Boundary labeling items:
────────────────────
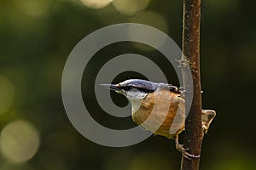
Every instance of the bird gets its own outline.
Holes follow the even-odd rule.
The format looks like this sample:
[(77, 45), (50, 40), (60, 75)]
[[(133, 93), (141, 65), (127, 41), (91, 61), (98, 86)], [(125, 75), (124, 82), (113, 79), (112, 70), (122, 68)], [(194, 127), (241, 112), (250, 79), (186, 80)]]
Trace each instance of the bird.
[[(187, 158), (200, 156), (188, 152), (178, 142), (185, 129), (185, 99), (177, 86), (143, 79), (128, 79), (116, 84), (101, 84), (126, 97), (131, 104), (131, 118), (143, 129), (174, 139), (177, 150)], [(207, 133), (216, 116), (213, 110), (202, 110), (202, 128)]]

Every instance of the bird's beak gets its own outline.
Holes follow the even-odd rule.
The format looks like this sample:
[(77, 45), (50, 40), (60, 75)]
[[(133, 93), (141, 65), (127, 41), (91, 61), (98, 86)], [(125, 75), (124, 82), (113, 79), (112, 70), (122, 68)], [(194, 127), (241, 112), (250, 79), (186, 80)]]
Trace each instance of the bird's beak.
[(116, 84), (100, 84), (100, 85), (110, 90), (119, 91)]

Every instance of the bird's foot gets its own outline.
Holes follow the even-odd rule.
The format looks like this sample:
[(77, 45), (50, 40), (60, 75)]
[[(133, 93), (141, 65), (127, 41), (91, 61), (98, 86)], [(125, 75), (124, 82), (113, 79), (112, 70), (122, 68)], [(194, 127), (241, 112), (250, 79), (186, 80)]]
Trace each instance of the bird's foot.
[(187, 158), (189, 160), (191, 160), (191, 158), (199, 158), (201, 156), (200, 155), (196, 156), (196, 155), (194, 155), (194, 154), (189, 154), (188, 152), (188, 150), (189, 149), (184, 148), (183, 144), (181, 144), (178, 143), (178, 138), (177, 138), (177, 136), (175, 139), (175, 145), (176, 145), (176, 149), (178, 151), (180, 151), (185, 158)]

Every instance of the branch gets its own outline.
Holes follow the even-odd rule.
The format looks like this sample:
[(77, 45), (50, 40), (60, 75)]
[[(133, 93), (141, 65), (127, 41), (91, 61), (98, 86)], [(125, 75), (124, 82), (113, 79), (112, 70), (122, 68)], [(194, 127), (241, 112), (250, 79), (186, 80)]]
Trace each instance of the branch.
[[(189, 91), (193, 83), (193, 101), (189, 114), (186, 118), (184, 147), (189, 149), (189, 153), (201, 155), (203, 131), (201, 126), (201, 88), (200, 76), (200, 20), (201, 0), (183, 0), (183, 60), (188, 61), (193, 77), (193, 82), (183, 76), (184, 89)], [(189, 65), (188, 65), (189, 66)], [(183, 72), (186, 71), (183, 69)], [(183, 74), (186, 75), (186, 74)], [(189, 94), (186, 94), (189, 95)], [(189, 109), (189, 108), (186, 108)], [(200, 158), (182, 158), (182, 170), (199, 169)]]

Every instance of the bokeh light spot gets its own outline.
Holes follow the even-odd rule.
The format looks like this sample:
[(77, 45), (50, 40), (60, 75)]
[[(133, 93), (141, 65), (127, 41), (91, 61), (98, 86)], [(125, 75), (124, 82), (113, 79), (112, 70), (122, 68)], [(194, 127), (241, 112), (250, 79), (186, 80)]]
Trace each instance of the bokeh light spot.
[(1, 132), (1, 151), (11, 162), (28, 161), (36, 154), (38, 146), (38, 132), (26, 121), (11, 122)]
[(5, 76), (0, 76), (0, 115), (5, 113), (12, 105), (15, 98), (15, 88)]
[(119, 13), (131, 16), (145, 9), (149, 2), (149, 0), (113, 0), (113, 5)]
[(82, 3), (91, 8), (102, 8), (112, 3), (113, 0), (81, 0)]
[(30, 16), (42, 16), (47, 14), (52, 0), (15, 0), (17, 8)]

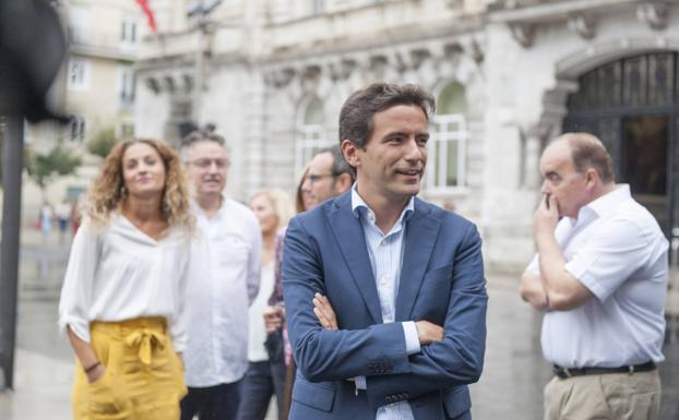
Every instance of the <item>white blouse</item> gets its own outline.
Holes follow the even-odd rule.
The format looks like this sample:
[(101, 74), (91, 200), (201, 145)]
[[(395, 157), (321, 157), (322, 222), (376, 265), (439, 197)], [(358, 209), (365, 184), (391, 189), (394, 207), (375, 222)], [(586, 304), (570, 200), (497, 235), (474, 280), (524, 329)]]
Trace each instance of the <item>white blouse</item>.
[(59, 327), (90, 343), (90, 323), (164, 316), (176, 351), (187, 345), (183, 300), (190, 235), (170, 228), (155, 240), (118, 213), (95, 230), (78, 230), (67, 268)]

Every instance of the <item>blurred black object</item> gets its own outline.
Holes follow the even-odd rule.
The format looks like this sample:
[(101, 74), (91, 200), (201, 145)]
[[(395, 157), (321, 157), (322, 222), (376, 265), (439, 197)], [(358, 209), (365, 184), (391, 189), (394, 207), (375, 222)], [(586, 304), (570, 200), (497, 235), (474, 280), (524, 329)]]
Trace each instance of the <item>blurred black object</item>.
[(68, 122), (46, 100), (65, 52), (63, 27), (50, 2), (0, 0), (0, 115)]

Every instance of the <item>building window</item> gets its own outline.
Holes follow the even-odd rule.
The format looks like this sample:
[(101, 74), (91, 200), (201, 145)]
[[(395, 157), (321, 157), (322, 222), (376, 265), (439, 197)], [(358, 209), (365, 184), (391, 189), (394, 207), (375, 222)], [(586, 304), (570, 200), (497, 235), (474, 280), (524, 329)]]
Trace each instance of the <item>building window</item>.
[(431, 119), (427, 177), (434, 190), (460, 188), (466, 183), (465, 111), (464, 86), (449, 83), (439, 95), (437, 113)]
[(86, 139), (85, 134), (85, 119), (73, 117), (69, 124), (69, 140), (73, 143), (83, 143)]
[(121, 67), (118, 70), (118, 97), (121, 108), (129, 108), (134, 104), (134, 72), (131, 67)]
[(131, 122), (123, 122), (120, 124), (120, 137), (129, 139), (134, 136), (134, 124)]
[(71, 7), (69, 9), (69, 38), (72, 43), (83, 44), (87, 39), (90, 29), (90, 13), (83, 7)]
[(122, 21), (120, 40), (123, 44), (136, 44), (136, 21), (130, 19)]
[(86, 91), (90, 88), (90, 61), (82, 58), (71, 58), (68, 77), (69, 89)]
[(323, 103), (318, 97), (310, 98), (300, 111), (297, 123), (296, 166), (298, 170), (311, 160), (321, 148), (332, 145), (325, 131)]
[(325, 0), (311, 0), (311, 14), (317, 16), (325, 11)]

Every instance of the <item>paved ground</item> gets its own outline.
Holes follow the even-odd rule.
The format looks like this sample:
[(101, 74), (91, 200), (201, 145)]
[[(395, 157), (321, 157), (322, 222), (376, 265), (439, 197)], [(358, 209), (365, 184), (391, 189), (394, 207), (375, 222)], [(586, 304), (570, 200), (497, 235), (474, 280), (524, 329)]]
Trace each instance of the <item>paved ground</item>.
[[(56, 326), (67, 252), (58, 243), (22, 249), (15, 391), (0, 392), (2, 420), (71, 418), (73, 357)], [(472, 386), (476, 420), (541, 419), (541, 388), (550, 371), (538, 346), (540, 316), (521, 302), (515, 289), (515, 279), (489, 278), (486, 365)], [(665, 355), (662, 419), (678, 420), (679, 340), (666, 345)]]

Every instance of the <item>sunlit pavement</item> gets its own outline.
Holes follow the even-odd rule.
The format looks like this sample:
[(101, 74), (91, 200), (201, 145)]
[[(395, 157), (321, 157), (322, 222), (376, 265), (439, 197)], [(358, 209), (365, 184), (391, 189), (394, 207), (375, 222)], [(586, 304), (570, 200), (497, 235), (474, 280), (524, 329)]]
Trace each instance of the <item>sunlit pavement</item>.
[[(73, 356), (57, 329), (57, 298), (67, 245), (22, 250), (15, 391), (0, 393), (1, 420), (70, 419)], [(539, 420), (550, 368), (540, 355), (540, 316), (516, 295), (516, 279), (489, 276), (484, 374), (472, 386), (476, 420)], [(679, 419), (679, 340), (660, 365), (663, 420)], [(274, 419), (270, 412), (269, 419)]]

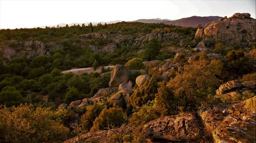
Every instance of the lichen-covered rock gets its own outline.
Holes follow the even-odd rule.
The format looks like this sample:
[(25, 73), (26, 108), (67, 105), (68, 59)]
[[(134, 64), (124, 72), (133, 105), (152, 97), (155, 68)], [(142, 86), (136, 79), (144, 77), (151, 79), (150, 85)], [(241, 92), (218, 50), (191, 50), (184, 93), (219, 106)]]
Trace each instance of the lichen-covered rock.
[(201, 41), (198, 43), (197, 45), (196, 46), (196, 48), (199, 49), (200, 51), (204, 51), (206, 49), (206, 47), (205, 47), (204, 42)]
[(105, 97), (100, 97), (95, 98), (90, 98), (88, 99), (88, 103), (90, 104), (93, 104), (94, 103), (99, 103), (104, 102), (106, 100)]
[(234, 89), (242, 87), (243, 84), (239, 80), (231, 80), (227, 83), (221, 84), (219, 89), (216, 90), (217, 95), (224, 94)]
[(129, 81), (127, 83), (124, 82), (119, 84), (119, 87), (118, 88), (118, 90), (120, 91), (121, 90), (130, 90), (133, 89), (133, 82), (132, 81)]
[(230, 18), (209, 22), (204, 28), (198, 29), (195, 38), (203, 38), (203, 41), (221, 40), (226, 45), (254, 41), (256, 20), (250, 17), (249, 13), (235, 13)]
[(147, 74), (141, 75), (136, 78), (136, 82), (138, 87), (142, 85), (147, 79), (150, 79), (151, 77)]
[(146, 138), (174, 141), (196, 140), (201, 135), (201, 126), (194, 113), (183, 112), (152, 121), (142, 132)]
[(124, 65), (116, 65), (111, 73), (110, 87), (118, 87), (120, 83), (128, 82), (131, 75), (130, 69)]
[(98, 92), (97, 92), (97, 93), (92, 97), (92, 98), (106, 96), (107, 95), (113, 94), (117, 91), (117, 89), (110, 88), (99, 89), (98, 90)]
[(78, 106), (80, 105), (82, 103), (82, 100), (77, 100), (76, 101), (74, 101), (71, 102), (70, 104), (69, 104), (69, 106)]
[(202, 108), (198, 111), (215, 142), (253, 142), (256, 96), (242, 102)]
[(256, 80), (246, 81), (242, 83), (242, 84), (244, 87), (249, 89), (256, 88)]
[(68, 107), (68, 104), (66, 103), (62, 103), (59, 104), (59, 105), (58, 106), (58, 109), (60, 109), (61, 108), (65, 108), (66, 109), (67, 107)]
[(120, 107), (128, 103), (130, 95), (133, 93), (130, 90), (122, 90), (115, 94), (111, 96), (108, 100), (109, 106), (114, 106), (115, 105)]
[(212, 134), (215, 142), (255, 142), (255, 114), (241, 117), (229, 116)]

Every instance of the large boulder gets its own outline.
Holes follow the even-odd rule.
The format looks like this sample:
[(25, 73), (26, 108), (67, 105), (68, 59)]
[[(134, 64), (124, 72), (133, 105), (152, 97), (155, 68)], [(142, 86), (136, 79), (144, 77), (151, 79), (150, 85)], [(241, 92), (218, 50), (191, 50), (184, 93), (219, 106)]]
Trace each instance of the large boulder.
[(246, 81), (242, 83), (244, 87), (249, 89), (256, 88), (256, 80)]
[(242, 118), (229, 116), (215, 129), (212, 136), (215, 142), (255, 142), (255, 114)]
[(253, 142), (256, 96), (240, 102), (203, 107), (198, 111), (215, 142)]
[(78, 105), (80, 105), (80, 104), (81, 104), (81, 103), (82, 103), (82, 100), (77, 100), (71, 102), (71, 103), (70, 103), (69, 104), (69, 106), (78, 106)]
[(133, 89), (133, 82), (129, 81), (128, 82), (124, 82), (119, 84), (118, 90), (131, 90)]
[(117, 92), (117, 90), (114, 88), (103, 88), (99, 89), (98, 92), (92, 97), (92, 98), (95, 98), (102, 96), (106, 96), (107, 95), (112, 95), (115, 92)]
[(128, 82), (131, 75), (130, 69), (122, 65), (116, 65), (111, 73), (110, 87), (118, 87), (120, 83)]
[(147, 138), (186, 141), (199, 138), (201, 129), (194, 113), (183, 112), (152, 121), (144, 126), (142, 133)]
[(109, 106), (118, 106), (123, 107), (128, 103), (130, 95), (133, 93), (131, 90), (121, 90), (111, 96), (108, 100)]
[(142, 85), (147, 79), (150, 80), (151, 77), (147, 74), (141, 75), (136, 78), (136, 82), (138, 87)]
[(256, 20), (250, 17), (249, 13), (235, 13), (231, 17), (209, 22), (204, 28), (198, 30), (195, 38), (206, 42), (221, 40), (226, 45), (255, 41)]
────────────────────
**Challenge:**
Render as a numbered list the lines from the start of the material through the line holding "[(116, 84), (100, 84), (100, 85), (110, 90), (119, 91)]", inclusive, skipping blank lines and leaving out the pictures.

**Solution to the exercise:**
1. Every instance of the bird gets its own outline.
2. Holes follow the even-odd rule.
3. The format looks like this sample:
4. [(77, 45), (50, 40), (60, 75)]
5. [[(133, 93), (141, 65), (127, 41), (91, 61), (98, 86)], [(125, 75), (124, 82), (113, 79), (112, 70), (122, 68)], [(194, 127), (241, 112), (250, 79), (186, 80)]]
6. Trace each instance of the bird.
7. [[(187, 158), (200, 156), (188, 152), (178, 142), (185, 129), (185, 99), (177, 86), (143, 79), (128, 79), (116, 84), (101, 84), (126, 97), (131, 104), (131, 118), (143, 129), (174, 139), (177, 150)], [(207, 133), (216, 116), (213, 110), (202, 110), (202, 128)]]
8. Every instance of the bird's beak gets its own outline.
9. Holes follow the even-odd rule.
10. The format looks like this sample:
11. [(77, 45), (50, 40), (60, 75)]
12. [[(133, 93), (141, 65), (127, 41), (91, 61), (98, 86)], [(125, 75), (124, 82), (113, 79), (112, 70), (122, 68)], [(194, 127), (241, 112), (250, 79), (186, 80)]]
13. Trace each instance of the bird's beak.
14. [(116, 84), (100, 84), (100, 85), (110, 90), (119, 91)]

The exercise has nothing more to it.